TEXTO APRESENTADO »
━━━━

Entre o misticismo do prog
clássico e a aura etérea do folk setentista. Assim se podem definir os Phantom
Spell, projeto criado por Kyle McNeill, também conhecido pela sua ligação aos
Seven Sisters. Depois do aclamado Immortal’s Requiem, McNeill, que,
entretanto, se mudou para Espanha, regressa com Heather & Hearth. E,
na opinião do multi-instrumentista, este é um disco mais intimista, onde a
nostalgia, a saudade e as raízes britânicas se cruzam com narrativas
fantásticas e reflexivas.
Olá, Kyle, obrigado
pela disponibilidade! Como estás? O que tens feito desde a última vez que
conversámos?
Olá! Estou muito bem, obrigado. Tenho andado a vaguear
pela minha torre, a compor novas músicas, a mexer no nariz – coisas típicas de
feiticeiros.
O teu álbum de estreia,
Immortal’s
Requiem, surgiu da solidão dos confinamentos, permitindo-te construir
Phantom Spell inteiramente sozinho no Wizard Tower Studios. Com Heather
& Hearth, como é que a tua mentalidade ou abordagem evoluiu, criativa e
tecnicamente, durante a produção?
Foi muito semelhante, mas com uma abordagem mais
refinada. Tenho um equipamento de gravação limitado, por isso tenho de tocar
com os meus pontos fortes. Há bastante guitarra acústica neste álbum, o que
pode ser complicado de gravar se tiveres um ambiente ruidoso. Concentrei-me em
obter os sons o mais próximo possível do produto final durante a gravação, tal
como se faria ao gravar em fita. Isso fez-me considerar cada decisão com mais
cuidado. Queria que, quando todos os faders estivessem ajustados para
zero, o som fosse praticamente igual ao do disco. É muito fácil «consertar na mistura»
quando se grava com a tecnologia atual. É claro que isso tem suas vantagens,
mas também há muitas vantagens em se comprometer com o som e ser mais decisivo.
Em termos de composição, a minha maneira de fazer as coisas tem sido
basicamente a mesma há anos. Desenvolvi uma forma de trabalhar que me convém e
estou constantemente a aperfeiçoar o processo à medida que avanço. Passo tempo
a acertar as minhas faixas de bateria e a torná-las o mais musicais possível
para ajudar a concretizar as minhas ideias de uma forma muito mais
satisfatória. Uma coisa que mudei neste álbum foi passar menos tempo nas
faixas demo. Queria que fossem um pouco más e inacabadas para que,
quando chegasse a altura de gravar as músicas corretamente, eu não estivesse
cansado. Isso realmente ajudou a manter a energia e a emoção da música “fresca”
nas versões finais.
Na entrevista anterior,
mencionaste a influência de bandas clássicas do prog, como Kansas e
Camel. Em Heather & Hearth, podemos notar a adição de influências
folk. Essa mudança foi intencional?
Muito! Passo muito tempo a ouvir bandas do
renascimento folk dos anos 60/70, portanto é natural que isso tenha
influenciado a minha composição. Além disso, eu criei o título do álbum antes
de escrever qualquer música para ele, logo isso também me guiou em direção a
ideias mais folk e à estética geral.

━━━━

DADOS DISPONÍVEIS »

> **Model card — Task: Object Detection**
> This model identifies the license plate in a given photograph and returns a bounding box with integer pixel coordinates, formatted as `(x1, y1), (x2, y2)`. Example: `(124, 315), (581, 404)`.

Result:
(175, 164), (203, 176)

━━━━

OBJETIVOS »
**1.** Responda, por favor, a estas perguntas sobre a entrevista com Kyle McNeill:
(a) Para que país se mudou Kyle McNeill?
(b) Em que estúdio ele construiu Phantom Spell inteiramente sozinho?
(c) Que bandas clássicas do prog foram mencionadas na entrevista anterior?
**2.** Reproduza o trecho da entrevista com Kyle McNeill que vai de "quando se grava" até "ser mais decisivo.".
**3.** Escreva o que vem a seguir na entrevista com Kyle McNeill sobre Phantom Spell, a partir do ponto em que o texto termina.

RESPOSTAS ESPERADAS »
**1.**
(a) Espanha.
(b) No Wizard Tower Studios.
(c) Kansas e Camel.

**2.**
quando se grava com a tecnologia atual. É claro que isso tem suas vantagens,
mas também há muitas vantagens em se comprometer com o som e ser mais decisivo.

**3.**
Heather & Hearth traz histórias
entrelaçadas sobre lar, fantasia e narrativas cautelares. Pode falar mais sobre
os temas centrais ou personagens aqui?
O tema central do álbum é «lar». É um álbum cheio de
nostalgia, mas também de saudade por coisas que não aconteceram e talvez nunca acontecerão.
Não há um conceito real como no primeiro álbum, mas há certamente um fio
condutor que une todas as canções. O título do álbum foi inspirado na zona
rural em torno da minha cidade natal em Lancashire, no noroeste de Inglaterra.
Já não vivo no Reino Unido. A minha mulher e eu vivemos em Espanha. Sempre que regresso
para visitar, fico um pouco emocionado quando vejo as colinas e os campos
agrícolas. É uma tolice, suponho. Cresci rodeado por isso e não dava valor.
Tive de me mudar para Londres e, por fim, para Espanha, para ver a beleza da
minha cidade natal em vez da negatividade. Sou tão cliché!
A tua personagem de feiticeiro
do primeiro álbum incorporava medos pessoais e introspeção. Aparece um
protagonista semelhante em Heather & Hearth, ou o narrador deste
álbum tem uma perspetiva diferente?
Certamente há algumas canções que ainda são bastante
introspetivas, como A Distant Shore e a faixa-título, por exemplo. Não
tratam dos mesmos medos encontrados no primeiro álbum, mas há um anseio por
paz. Não apenas para mim, mas para todos nós. Estamos a testemunhar alguns dos
momentos mais sombrios da história da humanidade a se desenrolarem diante de
nós. Não sei como não deixar que isso me afete. Ver o povo palestino ter as
suas casas, as suas vidas, horrivelmente arrancadas deles enquanto o mundo
assiste e os nossos governos permitem isso. Não consigo pensar em mais nada
neste momento e isso faz-me sentir grato pela minha casa e segurança, mas
também indescritivelmente zangado pela perda que outros sofrem às mãos do mal
absoluto.
Podemos destacar duas
faixas épicas no novo álbum, The Autumn Citadel e a faixa-título, cada
uma com mais de 11 minutos de duração. Como é que o processo de composição se
adaptou para construir essas peças expansivas, mantendo a coesão?
Tenho uma teoria de que, para escrever uma música
longa com sucesso, não se deve começar com a intenção de o fazer. Se a música
quiser seguir nessa direção, ótimo, deixa-a seguir. Caso contrário, não forces.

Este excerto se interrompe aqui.